**Entries from a pointing dataset:**
-- Begin --

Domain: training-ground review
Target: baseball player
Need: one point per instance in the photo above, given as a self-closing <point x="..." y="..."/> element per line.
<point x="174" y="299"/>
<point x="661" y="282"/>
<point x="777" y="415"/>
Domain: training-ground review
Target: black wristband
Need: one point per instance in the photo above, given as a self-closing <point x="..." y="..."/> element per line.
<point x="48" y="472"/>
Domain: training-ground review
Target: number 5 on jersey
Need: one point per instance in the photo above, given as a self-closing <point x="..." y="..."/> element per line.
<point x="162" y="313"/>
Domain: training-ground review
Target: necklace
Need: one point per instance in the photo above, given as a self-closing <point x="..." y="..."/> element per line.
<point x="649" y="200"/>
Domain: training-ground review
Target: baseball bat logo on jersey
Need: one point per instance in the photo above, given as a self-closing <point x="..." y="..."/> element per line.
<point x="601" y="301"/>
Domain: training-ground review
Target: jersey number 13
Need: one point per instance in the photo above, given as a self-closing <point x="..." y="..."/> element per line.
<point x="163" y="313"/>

-- End --

**PROBLEM DESCRIPTION:** Repeat every entry exactly as written above.

**IN RESPONSE:**
Domain: training-ground review
Target: baseball player
Need: one point per instance in the photo above, given as a self-closing <point x="..." y="..."/> element per line.
<point x="174" y="299"/>
<point x="661" y="282"/>
<point x="777" y="415"/>
Domain: training-ground review
Target: black wristband
Need: one point per instance in the photo above, given as a self-closing <point x="..." y="..."/> element per line.
<point x="48" y="472"/>
Domain: training-ground review
Target: number 5 on jersey
Need: one point per instance in the photo above, given as a self-closing <point x="..." y="..."/> element per line.
<point x="162" y="313"/>
Domain: training-ground review
Target: necklace
Need: one point per instance in the photo above, given as a self-closing <point x="..." y="..."/> element per line.
<point x="649" y="200"/>
Domain: training-ground review
Target: baseball bat logo on jersey
Need: one point per instance in the photo above, given as a self-closing <point x="..." y="..."/> element per line.
<point x="601" y="301"/>
Domain: training-ground review
Target: jersey number 13
Need: one point per instance in the photo above, given as a self-closing <point x="..." y="..."/> element per line.
<point x="163" y="313"/>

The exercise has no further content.